▶ _INSTRUCTIONS_
1. From the March 1st, 2012 post, list each loss named in the paragraph that answers "What did I lose?", with the amount given for it.
2. According to the March 1st, 2012 post, what kind of work does the tormentor now do?
3. Write the next part of the March 1st, 2012 post, starting after its final sentence.

*** SUPPLIED PASSAGE ***

Thursday, March 1st, 2012

Well, after about four years, about 12,000 in legal fees, a few phone calls to the police, and about 750,000 dollars, its over.

What did I lose?
The house I built and all the equity, about a quarter million dollars, half of my retirement…which means i’ll never retire…about 125,000 dollars, 41% of my take home pay every month, for the next ten years, about 1/3 of a million dollars, and most of my savings…gone.

But there’s good news, the person who tormented me and my children is out of our lives now, and after five years of counseling, we’ve all learned that the tormentor has some problems, and that we are survivors of abuse…but we are survivors, thats the important part. We won’t suffer the anxiety of birthdays and christmas anymore, having our gifts scowled at, and discarded that same day. We won’t come home to a tree decorated with the images of dead and dying people…that was a real holiday treat….we won’t have to endure the scowls and frowns and little digs that were intentionally designed to hurt us each at the deepest parts of our psyche….and by someone who’s now a mental health provider! Tell me it wasn’t all on purpose…I don’t believe it….

So we lost some things, the ability to fly and be together whenever we feel the need, and our ability to weather the adversities and emergencies of life, health and the economy is pretty severely dinged, but so far we’re getting through ok…fingers crossed!

We lost some innocence too, believing that a mothers love was unquestioned, and was a kindness… our tormentor proved that you couldn’t just take that at face value, that love and trust are earned, and lost, when we are exploited, deceived, and ridiculed.

But we gained a few things too, really important things as it turns out, that we’re all in this together, that our family of three can do well together, survive and flourish, even add members! I gained a freedom of sorts, one that was costly, but maybe thats the best kind of freedom, a freedom thats earned. In my freedom I’ve learned that I have things to contribute to someone, and like my children, learned that it isn’t all our fault, and that anyone who isn’t able to accept their responsibility for causing pain and suffering, is a red-flag person, and it doesn’t matter if they cover themselves with hearts, they are a source of toxicity that can’t be in any normal persons life…set a firm boundary and enforce it with the full protection of the law…it turns out stalking across state lines is an interstate crime thats taken very seriously these days…and I’m comfortable asking the police to help me hold that boundary.

*** End of SUPPLIED PASSAGE ***
*** EXTRACTED MATERIAL ***

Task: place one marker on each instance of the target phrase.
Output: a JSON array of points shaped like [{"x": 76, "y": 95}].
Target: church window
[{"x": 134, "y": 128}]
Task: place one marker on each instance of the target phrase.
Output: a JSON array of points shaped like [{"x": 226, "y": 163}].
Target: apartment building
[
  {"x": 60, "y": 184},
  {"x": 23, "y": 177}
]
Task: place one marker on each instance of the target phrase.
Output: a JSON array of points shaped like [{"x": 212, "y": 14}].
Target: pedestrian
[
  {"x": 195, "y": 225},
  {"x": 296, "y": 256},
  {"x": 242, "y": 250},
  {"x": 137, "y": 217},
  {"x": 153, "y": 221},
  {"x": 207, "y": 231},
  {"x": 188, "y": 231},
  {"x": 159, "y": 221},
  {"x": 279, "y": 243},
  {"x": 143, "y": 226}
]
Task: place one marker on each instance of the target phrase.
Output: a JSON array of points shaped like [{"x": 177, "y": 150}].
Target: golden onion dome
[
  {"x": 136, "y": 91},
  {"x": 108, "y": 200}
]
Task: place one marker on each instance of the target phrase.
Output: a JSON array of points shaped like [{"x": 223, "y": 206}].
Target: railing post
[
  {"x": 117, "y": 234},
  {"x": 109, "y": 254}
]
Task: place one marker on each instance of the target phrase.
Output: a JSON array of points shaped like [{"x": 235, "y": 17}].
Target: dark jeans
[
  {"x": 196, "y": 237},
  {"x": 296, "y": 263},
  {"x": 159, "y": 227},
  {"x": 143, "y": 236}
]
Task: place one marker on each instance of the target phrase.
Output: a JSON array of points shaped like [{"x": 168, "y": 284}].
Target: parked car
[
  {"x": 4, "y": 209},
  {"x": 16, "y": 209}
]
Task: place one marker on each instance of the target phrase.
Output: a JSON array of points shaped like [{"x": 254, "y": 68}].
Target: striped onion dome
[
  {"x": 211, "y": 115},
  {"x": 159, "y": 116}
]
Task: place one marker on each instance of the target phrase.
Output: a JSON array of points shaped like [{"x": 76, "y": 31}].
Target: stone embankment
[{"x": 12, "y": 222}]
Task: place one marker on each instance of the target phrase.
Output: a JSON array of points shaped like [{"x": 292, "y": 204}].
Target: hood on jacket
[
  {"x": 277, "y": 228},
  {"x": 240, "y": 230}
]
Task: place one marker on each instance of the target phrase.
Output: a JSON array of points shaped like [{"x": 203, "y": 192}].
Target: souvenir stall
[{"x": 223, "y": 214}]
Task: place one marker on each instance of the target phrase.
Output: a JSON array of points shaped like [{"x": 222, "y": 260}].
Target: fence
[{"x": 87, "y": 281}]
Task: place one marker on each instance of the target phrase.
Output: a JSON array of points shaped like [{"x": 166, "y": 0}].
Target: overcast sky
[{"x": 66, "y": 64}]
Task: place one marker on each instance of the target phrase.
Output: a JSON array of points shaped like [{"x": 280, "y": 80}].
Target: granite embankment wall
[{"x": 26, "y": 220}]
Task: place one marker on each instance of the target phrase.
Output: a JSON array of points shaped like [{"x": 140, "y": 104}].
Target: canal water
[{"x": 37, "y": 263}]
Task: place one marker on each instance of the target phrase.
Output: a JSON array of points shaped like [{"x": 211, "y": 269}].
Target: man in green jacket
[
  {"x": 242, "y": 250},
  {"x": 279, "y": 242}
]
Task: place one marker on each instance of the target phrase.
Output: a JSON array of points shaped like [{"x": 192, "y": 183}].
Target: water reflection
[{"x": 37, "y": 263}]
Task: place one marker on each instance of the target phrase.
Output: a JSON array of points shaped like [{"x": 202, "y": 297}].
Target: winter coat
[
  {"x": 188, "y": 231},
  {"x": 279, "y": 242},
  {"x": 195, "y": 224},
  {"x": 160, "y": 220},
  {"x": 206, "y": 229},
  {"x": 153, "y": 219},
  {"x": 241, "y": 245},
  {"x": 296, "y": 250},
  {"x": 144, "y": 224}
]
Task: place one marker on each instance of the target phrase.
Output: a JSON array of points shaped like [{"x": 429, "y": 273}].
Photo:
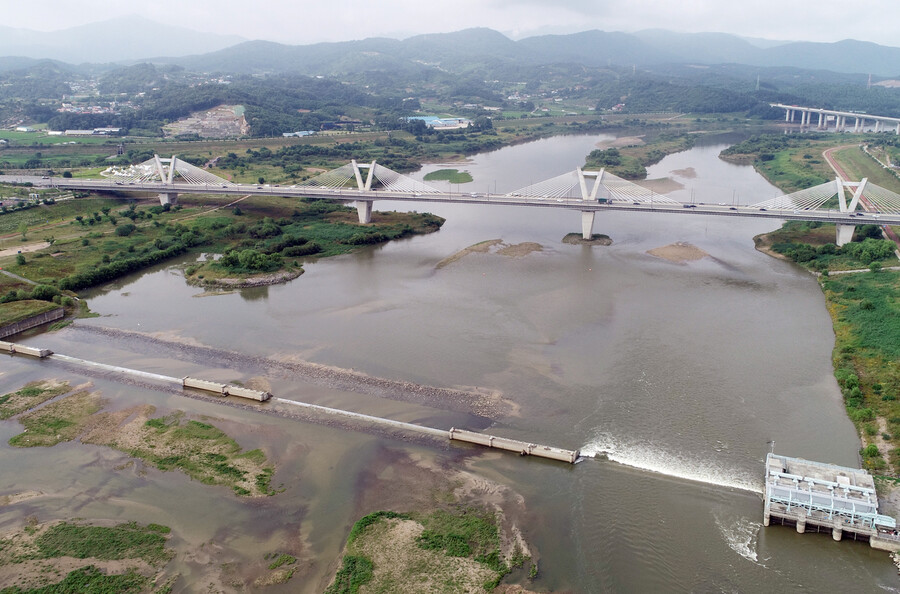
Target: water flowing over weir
[{"x": 651, "y": 459}]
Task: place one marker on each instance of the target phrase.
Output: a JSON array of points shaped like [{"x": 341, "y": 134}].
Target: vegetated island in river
[
  {"x": 454, "y": 176},
  {"x": 860, "y": 288}
]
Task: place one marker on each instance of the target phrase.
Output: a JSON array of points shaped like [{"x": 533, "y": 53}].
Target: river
[{"x": 681, "y": 373}]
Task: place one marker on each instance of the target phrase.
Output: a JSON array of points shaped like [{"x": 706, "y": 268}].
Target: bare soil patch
[
  {"x": 495, "y": 246},
  {"x": 413, "y": 484},
  {"x": 31, "y": 395},
  {"x": 520, "y": 250},
  {"x": 621, "y": 141},
  {"x": 257, "y": 280},
  {"x": 679, "y": 253},
  {"x": 401, "y": 566},
  {"x": 31, "y": 247},
  {"x": 24, "y": 565}
]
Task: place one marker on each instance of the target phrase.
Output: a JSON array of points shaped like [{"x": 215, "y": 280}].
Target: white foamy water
[
  {"x": 647, "y": 456},
  {"x": 740, "y": 535}
]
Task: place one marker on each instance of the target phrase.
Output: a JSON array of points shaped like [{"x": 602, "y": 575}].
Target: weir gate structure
[
  {"x": 589, "y": 192},
  {"x": 813, "y": 496},
  {"x": 827, "y": 117}
]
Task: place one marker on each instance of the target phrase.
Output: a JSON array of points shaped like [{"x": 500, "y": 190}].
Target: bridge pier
[
  {"x": 364, "y": 209},
  {"x": 587, "y": 224},
  {"x": 844, "y": 234}
]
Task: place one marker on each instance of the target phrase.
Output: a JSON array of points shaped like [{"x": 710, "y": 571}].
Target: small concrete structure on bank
[{"x": 814, "y": 495}]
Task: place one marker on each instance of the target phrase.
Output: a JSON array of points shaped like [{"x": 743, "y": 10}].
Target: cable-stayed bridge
[{"x": 846, "y": 204}]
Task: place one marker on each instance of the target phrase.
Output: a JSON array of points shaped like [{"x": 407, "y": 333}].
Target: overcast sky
[{"x": 311, "y": 21}]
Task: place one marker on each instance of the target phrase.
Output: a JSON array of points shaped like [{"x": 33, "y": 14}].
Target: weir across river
[
  {"x": 503, "y": 443},
  {"x": 589, "y": 192}
]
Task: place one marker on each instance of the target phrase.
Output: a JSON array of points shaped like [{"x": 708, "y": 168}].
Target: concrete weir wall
[
  {"x": 22, "y": 325},
  {"x": 21, "y": 349},
  {"x": 513, "y": 445}
]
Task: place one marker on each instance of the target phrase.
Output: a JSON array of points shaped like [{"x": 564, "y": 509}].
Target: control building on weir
[{"x": 817, "y": 497}]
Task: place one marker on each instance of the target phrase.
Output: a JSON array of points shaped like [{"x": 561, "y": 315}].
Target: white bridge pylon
[
  {"x": 167, "y": 171},
  {"x": 387, "y": 179},
  {"x": 606, "y": 187},
  {"x": 871, "y": 197}
]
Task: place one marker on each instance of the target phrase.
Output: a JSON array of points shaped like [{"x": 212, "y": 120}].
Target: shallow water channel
[{"x": 681, "y": 372}]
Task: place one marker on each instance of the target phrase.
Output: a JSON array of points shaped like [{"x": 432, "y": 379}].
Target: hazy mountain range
[
  {"x": 115, "y": 40},
  {"x": 134, "y": 39}
]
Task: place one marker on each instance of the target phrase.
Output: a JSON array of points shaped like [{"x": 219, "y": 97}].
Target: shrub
[
  {"x": 870, "y": 451},
  {"x": 44, "y": 292},
  {"x": 125, "y": 230}
]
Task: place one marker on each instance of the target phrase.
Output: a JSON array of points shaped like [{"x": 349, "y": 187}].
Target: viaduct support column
[
  {"x": 587, "y": 224},
  {"x": 364, "y": 209}
]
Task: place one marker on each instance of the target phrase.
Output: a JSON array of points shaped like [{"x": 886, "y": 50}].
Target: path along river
[{"x": 681, "y": 372}]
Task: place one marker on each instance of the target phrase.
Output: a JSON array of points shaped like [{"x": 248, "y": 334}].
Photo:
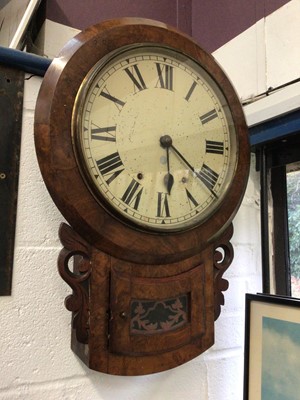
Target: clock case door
[{"x": 134, "y": 319}]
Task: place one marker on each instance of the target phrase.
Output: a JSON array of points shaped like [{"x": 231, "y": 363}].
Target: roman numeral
[
  {"x": 109, "y": 166},
  {"x": 205, "y": 118},
  {"x": 119, "y": 103},
  {"x": 136, "y": 77},
  {"x": 165, "y": 76},
  {"x": 192, "y": 202},
  {"x": 107, "y": 134},
  {"x": 214, "y": 147},
  {"x": 162, "y": 205},
  {"x": 190, "y": 92},
  {"x": 132, "y": 195},
  {"x": 209, "y": 177}
]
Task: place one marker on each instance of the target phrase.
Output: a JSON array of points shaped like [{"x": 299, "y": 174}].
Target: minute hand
[{"x": 204, "y": 178}]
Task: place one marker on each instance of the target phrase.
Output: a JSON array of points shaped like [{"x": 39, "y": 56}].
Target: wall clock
[{"x": 143, "y": 146}]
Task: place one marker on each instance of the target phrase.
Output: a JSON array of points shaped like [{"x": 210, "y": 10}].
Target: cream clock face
[{"x": 154, "y": 139}]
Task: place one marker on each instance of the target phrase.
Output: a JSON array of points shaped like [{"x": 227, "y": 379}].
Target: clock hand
[
  {"x": 165, "y": 142},
  {"x": 202, "y": 178}
]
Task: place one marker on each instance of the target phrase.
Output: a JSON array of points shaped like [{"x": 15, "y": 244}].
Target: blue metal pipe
[{"x": 26, "y": 62}]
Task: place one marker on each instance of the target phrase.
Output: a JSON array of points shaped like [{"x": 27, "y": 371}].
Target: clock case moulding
[{"x": 142, "y": 302}]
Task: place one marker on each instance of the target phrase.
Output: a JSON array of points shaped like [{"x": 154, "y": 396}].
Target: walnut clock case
[{"x": 143, "y": 146}]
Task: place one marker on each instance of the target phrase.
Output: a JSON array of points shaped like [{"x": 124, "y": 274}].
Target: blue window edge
[{"x": 275, "y": 129}]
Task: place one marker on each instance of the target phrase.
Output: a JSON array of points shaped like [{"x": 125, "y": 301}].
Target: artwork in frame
[{"x": 272, "y": 348}]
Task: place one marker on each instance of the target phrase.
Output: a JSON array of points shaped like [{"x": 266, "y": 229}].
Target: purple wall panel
[
  {"x": 81, "y": 14},
  {"x": 211, "y": 22},
  {"x": 215, "y": 22}
]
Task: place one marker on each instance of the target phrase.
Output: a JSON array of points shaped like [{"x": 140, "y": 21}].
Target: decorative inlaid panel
[{"x": 158, "y": 316}]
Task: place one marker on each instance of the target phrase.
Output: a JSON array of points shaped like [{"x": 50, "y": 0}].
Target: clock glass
[{"x": 154, "y": 138}]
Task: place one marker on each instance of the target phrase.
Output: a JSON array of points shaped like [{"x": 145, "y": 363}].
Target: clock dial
[{"x": 155, "y": 137}]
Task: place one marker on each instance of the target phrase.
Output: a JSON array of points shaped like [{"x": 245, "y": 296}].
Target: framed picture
[{"x": 272, "y": 348}]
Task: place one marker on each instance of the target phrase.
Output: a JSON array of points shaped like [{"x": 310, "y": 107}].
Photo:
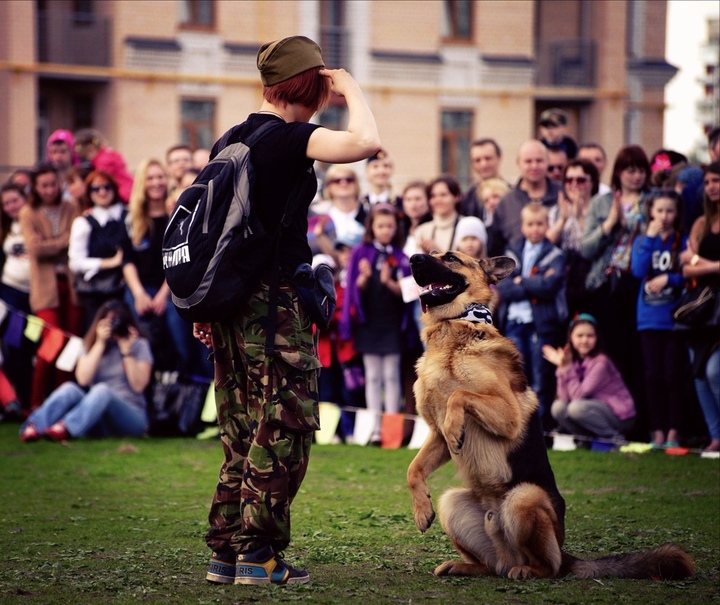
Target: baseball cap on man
[
  {"x": 282, "y": 59},
  {"x": 553, "y": 117}
]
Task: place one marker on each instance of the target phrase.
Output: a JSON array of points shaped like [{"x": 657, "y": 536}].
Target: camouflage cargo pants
[{"x": 267, "y": 411}]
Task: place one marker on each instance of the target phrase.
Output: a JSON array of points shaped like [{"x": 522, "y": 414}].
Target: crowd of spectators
[{"x": 79, "y": 230}]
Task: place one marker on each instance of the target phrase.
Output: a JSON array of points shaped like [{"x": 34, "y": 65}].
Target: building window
[
  {"x": 197, "y": 127},
  {"x": 457, "y": 20},
  {"x": 333, "y": 33},
  {"x": 197, "y": 14},
  {"x": 83, "y": 109},
  {"x": 455, "y": 144}
]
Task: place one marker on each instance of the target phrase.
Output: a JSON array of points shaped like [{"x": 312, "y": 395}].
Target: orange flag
[{"x": 53, "y": 342}]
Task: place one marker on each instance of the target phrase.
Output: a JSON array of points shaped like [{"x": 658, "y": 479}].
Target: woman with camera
[{"x": 111, "y": 375}]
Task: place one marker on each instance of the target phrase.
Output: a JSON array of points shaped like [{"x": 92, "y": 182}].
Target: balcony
[
  {"x": 71, "y": 38},
  {"x": 567, "y": 63}
]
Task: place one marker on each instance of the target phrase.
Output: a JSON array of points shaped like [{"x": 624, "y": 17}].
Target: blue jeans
[
  {"x": 540, "y": 374},
  {"x": 708, "y": 390},
  {"x": 97, "y": 413}
]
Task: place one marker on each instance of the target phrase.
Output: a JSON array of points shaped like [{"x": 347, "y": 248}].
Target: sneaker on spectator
[
  {"x": 222, "y": 568},
  {"x": 264, "y": 566},
  {"x": 57, "y": 432},
  {"x": 30, "y": 433},
  {"x": 13, "y": 412}
]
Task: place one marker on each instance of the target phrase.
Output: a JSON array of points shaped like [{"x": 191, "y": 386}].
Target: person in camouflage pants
[
  {"x": 268, "y": 403},
  {"x": 267, "y": 412}
]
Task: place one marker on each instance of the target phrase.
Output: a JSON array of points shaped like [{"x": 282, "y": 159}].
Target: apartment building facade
[{"x": 437, "y": 74}]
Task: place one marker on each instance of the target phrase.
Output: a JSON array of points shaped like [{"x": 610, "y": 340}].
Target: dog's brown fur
[{"x": 508, "y": 520}]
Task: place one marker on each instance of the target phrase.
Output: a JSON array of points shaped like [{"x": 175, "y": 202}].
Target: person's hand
[
  {"x": 385, "y": 274},
  {"x": 557, "y": 356},
  {"x": 428, "y": 245},
  {"x": 112, "y": 262},
  {"x": 364, "y": 267},
  {"x": 686, "y": 255},
  {"x": 159, "y": 302},
  {"x": 103, "y": 330},
  {"x": 364, "y": 273},
  {"x": 654, "y": 228},
  {"x": 143, "y": 303},
  {"x": 615, "y": 214},
  {"x": 656, "y": 284},
  {"x": 564, "y": 205},
  {"x": 203, "y": 332},
  {"x": 341, "y": 82},
  {"x": 125, "y": 342}
]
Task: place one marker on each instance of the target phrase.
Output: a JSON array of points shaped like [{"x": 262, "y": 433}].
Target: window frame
[
  {"x": 193, "y": 10},
  {"x": 455, "y": 146},
  {"x": 450, "y": 17},
  {"x": 193, "y": 127}
]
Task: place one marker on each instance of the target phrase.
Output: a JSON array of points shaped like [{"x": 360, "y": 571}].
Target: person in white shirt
[{"x": 97, "y": 239}]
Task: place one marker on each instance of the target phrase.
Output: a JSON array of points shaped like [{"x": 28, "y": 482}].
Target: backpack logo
[{"x": 179, "y": 256}]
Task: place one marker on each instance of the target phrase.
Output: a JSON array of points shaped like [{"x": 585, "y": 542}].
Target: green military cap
[{"x": 281, "y": 60}]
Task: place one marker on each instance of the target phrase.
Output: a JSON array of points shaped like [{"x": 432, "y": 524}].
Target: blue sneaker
[
  {"x": 264, "y": 566},
  {"x": 222, "y": 568}
]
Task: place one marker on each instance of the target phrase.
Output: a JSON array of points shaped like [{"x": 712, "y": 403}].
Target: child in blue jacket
[
  {"x": 656, "y": 261},
  {"x": 533, "y": 310}
]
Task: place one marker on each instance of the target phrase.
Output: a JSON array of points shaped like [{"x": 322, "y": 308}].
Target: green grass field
[{"x": 122, "y": 521}]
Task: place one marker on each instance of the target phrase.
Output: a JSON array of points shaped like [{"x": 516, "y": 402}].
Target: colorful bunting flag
[
  {"x": 33, "y": 328},
  {"x": 52, "y": 343},
  {"x": 70, "y": 354},
  {"x": 14, "y": 332},
  {"x": 329, "y": 419}
]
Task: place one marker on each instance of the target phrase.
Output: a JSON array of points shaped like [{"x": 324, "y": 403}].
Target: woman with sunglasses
[
  {"x": 96, "y": 246},
  {"x": 581, "y": 181},
  {"x": 341, "y": 216}
]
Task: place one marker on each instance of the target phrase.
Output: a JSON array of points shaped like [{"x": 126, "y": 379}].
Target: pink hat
[{"x": 62, "y": 136}]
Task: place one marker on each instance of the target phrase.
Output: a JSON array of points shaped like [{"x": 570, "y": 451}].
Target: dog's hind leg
[
  {"x": 432, "y": 455},
  {"x": 531, "y": 526},
  {"x": 462, "y": 517}
]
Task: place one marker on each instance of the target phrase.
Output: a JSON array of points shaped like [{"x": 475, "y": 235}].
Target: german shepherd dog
[{"x": 508, "y": 520}]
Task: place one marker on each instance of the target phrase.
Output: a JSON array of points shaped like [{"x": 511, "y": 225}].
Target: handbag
[
  {"x": 316, "y": 291},
  {"x": 698, "y": 307},
  {"x": 109, "y": 282}
]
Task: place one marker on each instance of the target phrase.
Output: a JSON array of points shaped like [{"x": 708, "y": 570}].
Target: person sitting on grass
[
  {"x": 112, "y": 374},
  {"x": 592, "y": 399}
]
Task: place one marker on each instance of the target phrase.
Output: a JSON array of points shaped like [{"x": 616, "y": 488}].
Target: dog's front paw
[
  {"x": 446, "y": 568},
  {"x": 522, "y": 572},
  {"x": 455, "y": 437},
  {"x": 424, "y": 515}
]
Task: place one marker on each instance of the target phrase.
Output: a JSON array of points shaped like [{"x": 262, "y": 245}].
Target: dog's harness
[{"x": 477, "y": 313}]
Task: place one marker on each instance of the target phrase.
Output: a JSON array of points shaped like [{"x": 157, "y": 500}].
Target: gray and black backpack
[{"x": 215, "y": 250}]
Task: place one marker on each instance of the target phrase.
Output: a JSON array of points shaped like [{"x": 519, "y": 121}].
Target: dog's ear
[{"x": 497, "y": 267}]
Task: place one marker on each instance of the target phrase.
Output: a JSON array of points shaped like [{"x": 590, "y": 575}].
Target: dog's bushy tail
[{"x": 667, "y": 562}]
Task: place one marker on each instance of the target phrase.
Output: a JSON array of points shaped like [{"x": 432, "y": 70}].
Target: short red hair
[{"x": 308, "y": 88}]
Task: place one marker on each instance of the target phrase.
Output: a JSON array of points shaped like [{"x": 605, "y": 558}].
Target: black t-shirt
[
  {"x": 279, "y": 159},
  {"x": 147, "y": 255}
]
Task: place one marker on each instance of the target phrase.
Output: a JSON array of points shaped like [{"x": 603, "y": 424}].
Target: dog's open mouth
[{"x": 438, "y": 284}]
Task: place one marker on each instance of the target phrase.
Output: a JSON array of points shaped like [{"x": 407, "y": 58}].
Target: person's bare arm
[{"x": 360, "y": 140}]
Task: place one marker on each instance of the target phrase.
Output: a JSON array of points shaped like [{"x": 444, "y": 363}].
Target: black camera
[{"x": 118, "y": 327}]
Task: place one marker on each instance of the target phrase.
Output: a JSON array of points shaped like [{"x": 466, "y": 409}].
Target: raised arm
[{"x": 360, "y": 140}]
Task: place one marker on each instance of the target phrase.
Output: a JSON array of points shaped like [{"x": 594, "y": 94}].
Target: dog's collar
[{"x": 477, "y": 313}]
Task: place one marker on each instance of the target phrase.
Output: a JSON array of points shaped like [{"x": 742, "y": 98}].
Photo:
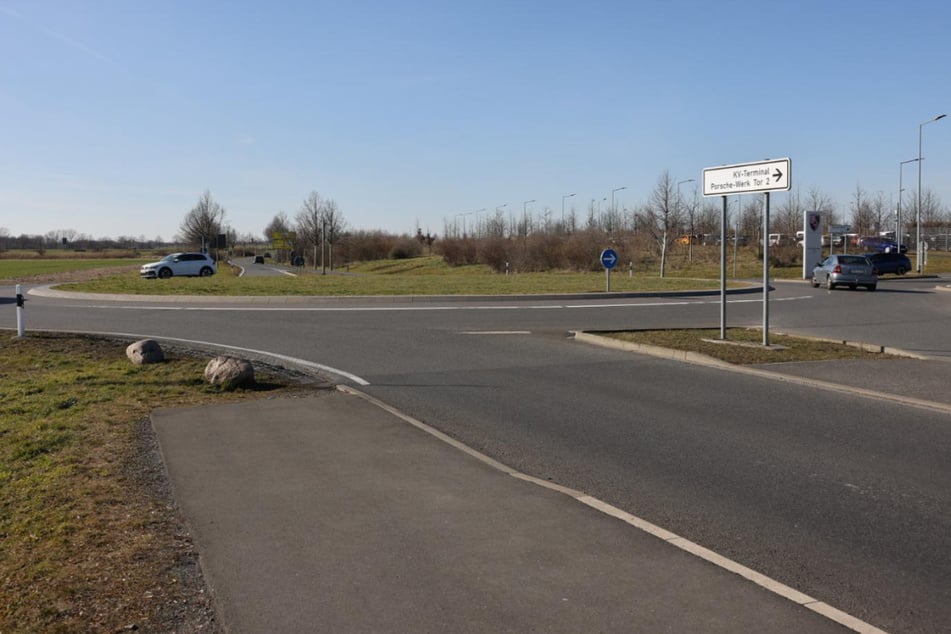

*** End of EXTRACTED MATERIAL ***

▶ _ANSWERS FOR THE EXERCISE_
1.
- The house the writer built and all the equity: about a quarter million dollars
- Half of the writer's retirement: about 125,000 dollars
- 41% of take-home pay every month for the next ten years: about 1/3 of a million dollars
- Most of the writer's savings

2. The tormentor is now a mental health provider.

3.
I’ve gained a deeper sense of how important my relationships are with my children, and how blissful, how freeing, a love relationship can be. For the second time in my life, i’ve given my heart to someone, and this someone has taught me that love isn’t about making the other person feel bad about themselves. I’d never known this kind of love before. Even at her darkest hour, her most stressful moments, she doesn’t have a glimmer of the mean spirit i’d endured for decades. Its truly amazing.

My ability to make a future has been significantly reduced. I have to work harder, longer, to try and earn back what’s been paid for freedom from pain, but when you think about it, its a good deal on the whole for me and my daughters.

I watched a person riding their bicycle on campus this morning as i walked in for my early lecture. The person was pedaling away, smiling. I wondered if they were happy about where they were going or where they had been, but now I think they were happy where they were. Thats a gift, a life skill many of us have to work at. But, in the final analysis, its a priceless gift.

If you’re in a relationship with someone who doesn’t have empathy, who hurts you, physically, socially, or emotionally, GET OUT! What we’ve learned from this is that you cannot “fix” them, and until they hit bottom, they won’t get better. It doesn’t matter that they are in the field of mental health, they won’t get better until they make the effort themselves, and accept responsibility. My recommendation is get far away from them and stay far away from them. BPD is widespread, toxic, and will ruin your life. So if you have to give up most of what you’ve built in life to get free, do it….and i hope you find one person who will hold your heart gently…its the best!

Take Care of each other, and take care of you!